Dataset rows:
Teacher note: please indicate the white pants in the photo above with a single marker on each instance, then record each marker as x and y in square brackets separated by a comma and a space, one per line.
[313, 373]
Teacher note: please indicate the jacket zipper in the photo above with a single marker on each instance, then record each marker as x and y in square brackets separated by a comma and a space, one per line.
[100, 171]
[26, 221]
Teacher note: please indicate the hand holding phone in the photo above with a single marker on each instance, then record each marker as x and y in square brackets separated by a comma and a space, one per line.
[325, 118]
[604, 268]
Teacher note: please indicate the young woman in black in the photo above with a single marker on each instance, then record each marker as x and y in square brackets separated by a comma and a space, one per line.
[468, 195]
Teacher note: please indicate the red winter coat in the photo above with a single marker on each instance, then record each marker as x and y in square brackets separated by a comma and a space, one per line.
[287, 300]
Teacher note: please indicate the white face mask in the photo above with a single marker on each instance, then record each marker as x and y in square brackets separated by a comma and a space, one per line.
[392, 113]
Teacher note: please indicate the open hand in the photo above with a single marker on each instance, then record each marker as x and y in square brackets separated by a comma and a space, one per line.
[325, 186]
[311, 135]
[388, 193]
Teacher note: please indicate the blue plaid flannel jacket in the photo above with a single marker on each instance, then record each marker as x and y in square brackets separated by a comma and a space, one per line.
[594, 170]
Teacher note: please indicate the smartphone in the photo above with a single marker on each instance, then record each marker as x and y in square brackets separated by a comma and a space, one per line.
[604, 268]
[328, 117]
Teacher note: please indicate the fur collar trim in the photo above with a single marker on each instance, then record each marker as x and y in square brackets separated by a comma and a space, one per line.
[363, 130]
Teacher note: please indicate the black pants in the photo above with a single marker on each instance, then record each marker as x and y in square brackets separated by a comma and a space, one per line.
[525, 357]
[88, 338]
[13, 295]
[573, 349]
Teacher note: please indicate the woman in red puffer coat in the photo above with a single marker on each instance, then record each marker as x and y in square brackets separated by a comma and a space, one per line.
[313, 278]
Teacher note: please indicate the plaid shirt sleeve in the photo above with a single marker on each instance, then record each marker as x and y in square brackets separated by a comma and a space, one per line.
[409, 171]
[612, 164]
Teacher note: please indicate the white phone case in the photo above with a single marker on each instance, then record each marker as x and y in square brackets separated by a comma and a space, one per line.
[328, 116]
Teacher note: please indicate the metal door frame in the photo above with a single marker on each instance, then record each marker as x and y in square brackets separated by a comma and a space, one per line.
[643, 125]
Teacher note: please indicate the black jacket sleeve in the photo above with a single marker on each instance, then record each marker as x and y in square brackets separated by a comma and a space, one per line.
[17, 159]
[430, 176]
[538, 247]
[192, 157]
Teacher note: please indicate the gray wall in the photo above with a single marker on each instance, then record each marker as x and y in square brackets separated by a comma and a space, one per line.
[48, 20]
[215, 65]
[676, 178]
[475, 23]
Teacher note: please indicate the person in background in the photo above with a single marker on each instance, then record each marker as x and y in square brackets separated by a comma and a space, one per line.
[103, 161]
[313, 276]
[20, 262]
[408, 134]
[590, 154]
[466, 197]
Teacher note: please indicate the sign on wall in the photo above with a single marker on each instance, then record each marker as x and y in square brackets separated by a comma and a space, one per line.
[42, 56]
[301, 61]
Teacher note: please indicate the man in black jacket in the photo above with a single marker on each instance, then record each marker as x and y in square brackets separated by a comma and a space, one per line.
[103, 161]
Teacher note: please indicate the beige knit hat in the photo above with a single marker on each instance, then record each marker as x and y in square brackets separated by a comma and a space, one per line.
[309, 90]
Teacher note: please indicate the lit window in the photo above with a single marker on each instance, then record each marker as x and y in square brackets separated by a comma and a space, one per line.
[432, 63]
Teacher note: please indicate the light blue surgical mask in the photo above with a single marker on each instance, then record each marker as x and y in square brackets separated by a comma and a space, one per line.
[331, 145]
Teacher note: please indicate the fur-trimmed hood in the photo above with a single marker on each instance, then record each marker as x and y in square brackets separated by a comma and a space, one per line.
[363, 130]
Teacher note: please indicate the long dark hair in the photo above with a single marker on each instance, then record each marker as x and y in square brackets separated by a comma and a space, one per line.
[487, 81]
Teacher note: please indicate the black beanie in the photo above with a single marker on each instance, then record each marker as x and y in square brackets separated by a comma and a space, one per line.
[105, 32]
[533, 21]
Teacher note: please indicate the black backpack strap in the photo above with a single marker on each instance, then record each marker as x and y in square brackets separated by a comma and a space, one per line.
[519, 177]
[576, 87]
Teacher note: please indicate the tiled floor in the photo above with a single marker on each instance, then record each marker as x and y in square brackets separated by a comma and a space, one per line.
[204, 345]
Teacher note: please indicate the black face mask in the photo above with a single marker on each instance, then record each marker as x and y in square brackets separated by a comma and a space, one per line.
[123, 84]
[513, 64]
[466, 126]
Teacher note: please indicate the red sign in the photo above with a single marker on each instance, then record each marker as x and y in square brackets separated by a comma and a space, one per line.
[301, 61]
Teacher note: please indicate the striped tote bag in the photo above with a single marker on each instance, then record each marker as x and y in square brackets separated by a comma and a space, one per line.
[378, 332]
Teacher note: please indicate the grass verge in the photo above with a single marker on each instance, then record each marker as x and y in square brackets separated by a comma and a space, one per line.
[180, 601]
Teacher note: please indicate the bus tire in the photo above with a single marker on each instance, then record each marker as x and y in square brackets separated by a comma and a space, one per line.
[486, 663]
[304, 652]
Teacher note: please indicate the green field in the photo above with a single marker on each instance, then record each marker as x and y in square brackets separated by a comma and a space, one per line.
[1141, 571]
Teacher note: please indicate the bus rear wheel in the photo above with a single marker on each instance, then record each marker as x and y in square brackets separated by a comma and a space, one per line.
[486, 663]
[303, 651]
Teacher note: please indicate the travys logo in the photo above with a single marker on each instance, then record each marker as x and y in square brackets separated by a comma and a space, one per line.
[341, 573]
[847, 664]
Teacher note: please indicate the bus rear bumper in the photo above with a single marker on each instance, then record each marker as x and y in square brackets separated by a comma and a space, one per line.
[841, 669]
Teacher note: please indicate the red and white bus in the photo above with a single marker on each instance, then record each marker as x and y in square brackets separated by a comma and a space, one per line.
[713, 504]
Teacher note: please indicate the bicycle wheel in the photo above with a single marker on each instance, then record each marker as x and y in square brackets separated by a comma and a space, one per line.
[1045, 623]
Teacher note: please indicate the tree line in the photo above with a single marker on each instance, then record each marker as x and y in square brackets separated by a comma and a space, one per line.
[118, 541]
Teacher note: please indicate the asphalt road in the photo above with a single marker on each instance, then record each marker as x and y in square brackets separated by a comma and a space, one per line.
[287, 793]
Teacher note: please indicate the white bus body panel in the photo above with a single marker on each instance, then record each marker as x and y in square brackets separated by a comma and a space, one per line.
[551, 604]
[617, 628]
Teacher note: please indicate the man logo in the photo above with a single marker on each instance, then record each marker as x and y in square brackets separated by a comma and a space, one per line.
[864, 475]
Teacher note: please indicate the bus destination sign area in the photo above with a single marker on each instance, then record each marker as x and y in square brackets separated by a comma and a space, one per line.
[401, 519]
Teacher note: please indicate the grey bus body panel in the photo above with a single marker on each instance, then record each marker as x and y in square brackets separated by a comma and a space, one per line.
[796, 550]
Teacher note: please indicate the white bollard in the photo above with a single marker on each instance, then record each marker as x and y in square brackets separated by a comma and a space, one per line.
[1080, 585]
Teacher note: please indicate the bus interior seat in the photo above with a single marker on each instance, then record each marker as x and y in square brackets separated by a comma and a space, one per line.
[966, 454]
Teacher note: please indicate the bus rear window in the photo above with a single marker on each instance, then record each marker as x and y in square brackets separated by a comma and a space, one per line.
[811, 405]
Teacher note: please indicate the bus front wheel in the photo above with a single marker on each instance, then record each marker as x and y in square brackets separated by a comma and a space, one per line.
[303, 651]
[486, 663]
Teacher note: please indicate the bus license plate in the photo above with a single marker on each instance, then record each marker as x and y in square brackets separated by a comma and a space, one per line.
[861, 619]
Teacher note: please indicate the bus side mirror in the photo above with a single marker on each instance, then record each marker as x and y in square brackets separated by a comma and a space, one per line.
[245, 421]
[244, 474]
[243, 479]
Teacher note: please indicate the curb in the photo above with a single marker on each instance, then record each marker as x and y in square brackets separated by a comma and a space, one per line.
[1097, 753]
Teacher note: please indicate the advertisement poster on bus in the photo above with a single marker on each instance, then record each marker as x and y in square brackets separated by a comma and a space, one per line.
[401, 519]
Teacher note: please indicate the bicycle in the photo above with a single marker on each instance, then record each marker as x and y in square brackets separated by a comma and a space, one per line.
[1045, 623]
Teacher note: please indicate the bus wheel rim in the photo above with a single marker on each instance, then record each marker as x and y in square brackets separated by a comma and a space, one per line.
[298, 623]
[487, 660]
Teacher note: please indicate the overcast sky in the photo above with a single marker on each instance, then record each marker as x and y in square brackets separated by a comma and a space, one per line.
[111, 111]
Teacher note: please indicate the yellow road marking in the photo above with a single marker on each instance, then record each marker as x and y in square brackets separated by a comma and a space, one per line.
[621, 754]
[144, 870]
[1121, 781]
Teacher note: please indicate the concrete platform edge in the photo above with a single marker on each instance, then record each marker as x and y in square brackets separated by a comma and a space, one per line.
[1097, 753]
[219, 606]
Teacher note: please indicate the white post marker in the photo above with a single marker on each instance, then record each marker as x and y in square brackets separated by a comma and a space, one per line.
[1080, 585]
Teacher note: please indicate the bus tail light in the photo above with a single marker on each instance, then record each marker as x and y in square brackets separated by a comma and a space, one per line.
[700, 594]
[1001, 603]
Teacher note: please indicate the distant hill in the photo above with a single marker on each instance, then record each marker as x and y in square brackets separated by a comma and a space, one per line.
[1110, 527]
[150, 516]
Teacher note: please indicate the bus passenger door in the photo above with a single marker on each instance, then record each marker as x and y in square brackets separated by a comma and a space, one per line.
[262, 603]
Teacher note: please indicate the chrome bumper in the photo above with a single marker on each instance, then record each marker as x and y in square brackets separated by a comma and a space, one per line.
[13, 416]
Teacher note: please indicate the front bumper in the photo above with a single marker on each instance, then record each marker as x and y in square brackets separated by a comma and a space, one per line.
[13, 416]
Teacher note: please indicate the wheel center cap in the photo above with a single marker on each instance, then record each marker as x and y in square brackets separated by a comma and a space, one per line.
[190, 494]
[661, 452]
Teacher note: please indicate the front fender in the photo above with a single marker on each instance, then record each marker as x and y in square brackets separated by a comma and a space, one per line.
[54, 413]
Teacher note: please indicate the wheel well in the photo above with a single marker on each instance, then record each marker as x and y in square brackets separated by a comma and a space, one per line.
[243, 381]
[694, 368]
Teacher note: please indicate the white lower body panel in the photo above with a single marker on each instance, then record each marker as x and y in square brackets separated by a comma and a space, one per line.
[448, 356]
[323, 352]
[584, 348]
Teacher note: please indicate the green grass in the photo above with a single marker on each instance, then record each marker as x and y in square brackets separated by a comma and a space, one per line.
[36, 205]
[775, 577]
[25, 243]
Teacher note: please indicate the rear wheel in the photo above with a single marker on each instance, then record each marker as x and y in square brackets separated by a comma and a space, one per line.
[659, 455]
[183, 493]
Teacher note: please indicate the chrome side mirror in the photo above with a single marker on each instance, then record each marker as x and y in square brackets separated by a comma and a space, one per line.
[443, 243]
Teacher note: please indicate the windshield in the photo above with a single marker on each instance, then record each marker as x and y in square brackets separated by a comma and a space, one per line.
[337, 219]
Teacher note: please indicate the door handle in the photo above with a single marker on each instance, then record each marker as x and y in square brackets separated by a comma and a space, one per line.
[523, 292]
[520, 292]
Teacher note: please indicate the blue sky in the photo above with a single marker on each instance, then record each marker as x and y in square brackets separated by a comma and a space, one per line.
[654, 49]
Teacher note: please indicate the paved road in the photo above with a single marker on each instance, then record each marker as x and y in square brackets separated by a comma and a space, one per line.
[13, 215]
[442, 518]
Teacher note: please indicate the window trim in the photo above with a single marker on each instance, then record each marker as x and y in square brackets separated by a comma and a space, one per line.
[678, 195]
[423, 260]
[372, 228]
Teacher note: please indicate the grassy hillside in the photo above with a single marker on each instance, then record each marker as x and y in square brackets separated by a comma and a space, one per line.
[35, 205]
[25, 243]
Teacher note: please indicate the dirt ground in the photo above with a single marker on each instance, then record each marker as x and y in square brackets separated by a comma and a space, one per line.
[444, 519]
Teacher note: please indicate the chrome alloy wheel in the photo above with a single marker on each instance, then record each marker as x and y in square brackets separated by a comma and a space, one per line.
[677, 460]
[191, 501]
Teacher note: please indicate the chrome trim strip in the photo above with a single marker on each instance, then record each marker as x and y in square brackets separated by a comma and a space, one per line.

PROMPT: Give again the lines from the line holding "Teacher note: please indicate the windshield" through the close of the listing, both included, exactly as written and with nothing else.

EXERCISE RESULT:
Teacher note: please indicate the windshield in the photo above with a single marker on each instance, then record each marker as x and y in square brackets separated by a comma and a space, one per line.
[337, 219]
Teacher note: please indicate the door handle in the photo above with a single marker on each instance, then record each marker as x and y in square brackets separated by a comma and a space, one per line.
[523, 292]
[520, 292]
Teacher note: please indicate the blue sky in the photo above with a single marker on each instance, then record each marker as x and y in square brackets separated by a comma and a space, one per line.
[654, 49]
Teacher note: please indicate the paved road in the photo above with a single marker on each instance, then record each marker as x and y in square brackets separated by a comma and a space, one per line.
[13, 215]
[442, 518]
Teacher note: please indicate the window trim in the photo above with a single marker on each instance, then record each marker as x and y in square brackets separated by a comma and a space, one per line.
[678, 195]
[423, 260]
[372, 228]
Teacher note: please indicate the grassy hillside in the photo above with a single marker on each instance, then record each marker as x and y in square brackets separated by a comma and a space, one per line.
[35, 205]
[25, 243]
Teacher note: please indicate the dirt ground in the photo above with a single marker on each instance, then record each marker as x and y in square brackets separated by a comma and a space, one per line.
[444, 519]
Teacher note: please indicate the chrome alloy wheel in the photo above with a single marker on each instance, then record each marker as x and y in square brackets separated by a comma and a space, one per line.
[677, 460]
[191, 501]
Teacher note: please indicate the chrome trim strip in the photo above with a single marker on each instance, then record each marker as x and y in square brackets separated by a comma and a space, one per line.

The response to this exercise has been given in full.